Look into algorithmic improvements for your custom algorithms to extract more parallelism.
• The additional parallelism helps deliver greater performance at same power
• These applications are diverse, building upon and frequently combining Messaging, Threading, and Data Parallel constructs
• These “Highly Parallel” applications, with more time spent in parallel sections of code under Amdahl’s law can benefit from the highly parallel Xeon Phi architecture
Understand the differences between Xeon and Xeon Phi
- Xeon Phi vs. Sandy Bridge
o ~3x slower clock
o in order vs. out
o longer latency
o Xeon Phi needs two threads to keep the front end busy
- The implication is that the your application as a whole needs to be 99% parallel
o You can rest assured that the Intel MKL calls you make will be one of the best possible implementations to get maximum utilization out of the processor other than hand coding the algorithm yourself.
o Make use of all threads and vector width most of the time.
Perform a granularity analysis
- Ideal Scenario for Xeon Phi
o Small number of larger chunks of work that fit on the card with a high computation to communication ratio
o Huge codes can become difficult to manage, so you may need to rely on data persistence to minimize host-card transfers.
- Preferred tool for Analysis help
o Intel VTune™ Amplifier hotspot analysis can indicate granularity for functions and loops
- Maximize the granularity
o Implicit spawn/join for >>100 threads can be large enough to matter
Functional vs. Data Parallelism
- The goal is to execute concurrently on host and MIC
- Data parallelism
o Use explicit data domain decomposition.
o Load balance work on host and MIC for disjoint data subsets.
o OpenMP 4.0 simd directive – standalone, allows forward deps
o Array notations – vector notation
o Intel Compiler pragma simd – guarantees use of vector version
o Elemental functions – building block for auto-parallelization, array notations and pragma simd (as well as Cilk)
- Functional parallelism
o Execute different functions on each of host and MIC based on their characteristics. This typically requires dependence analysis and code refactoring
o Load balancing is less portable across host-MIC pairs over time
Ways to expose thread parallelism
- Intel MKL is of course an excellent option for non-custom algorithms
- OpenMP
o Use collapse to increase degree of parallelism
o Consider experimental crew feature to parallelize within a core
- Intel® Cilk™ Plus
o Use cilk_for, cilk_spawn

────

• Work to do: Repeat, word for word, the part of the Xeon Phi notes starting with "o Make use of" and going on through "disjoint data subsets.".

• Supplied information:
────

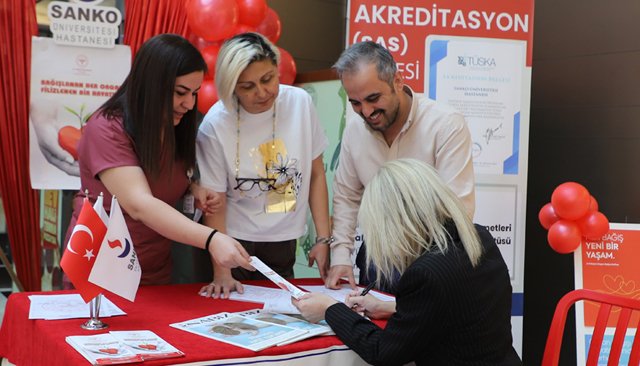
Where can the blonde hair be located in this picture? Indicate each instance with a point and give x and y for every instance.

────

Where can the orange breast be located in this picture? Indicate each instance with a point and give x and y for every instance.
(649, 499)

────

• Written solution:
o Make use of all threads and vector width most of the time.
Perform a granularity analysis
- Ideal Scenario for Xeon Phi
o Small number of larger chunks of work that fit on the card with a high computation to communication ratio
o Huge codes can become difficult to manage, so you may need to rely on data persistence to minimize host-card transfers.
- Preferred tool for Analysis help
o Intel VTune™ Amplifier hotspot analysis can indicate granularity for functions and loops
- Maximize the granularity
o Implicit spawn/join for >>100 threads can be large enough to matter
Functional vs. Data Parallelism
- The goal is to execute concurrently on host and MIC
- Data parallelism
o Use explicit data domain decomposition.
o Load balance work on host and MIC for disjoint data subsets.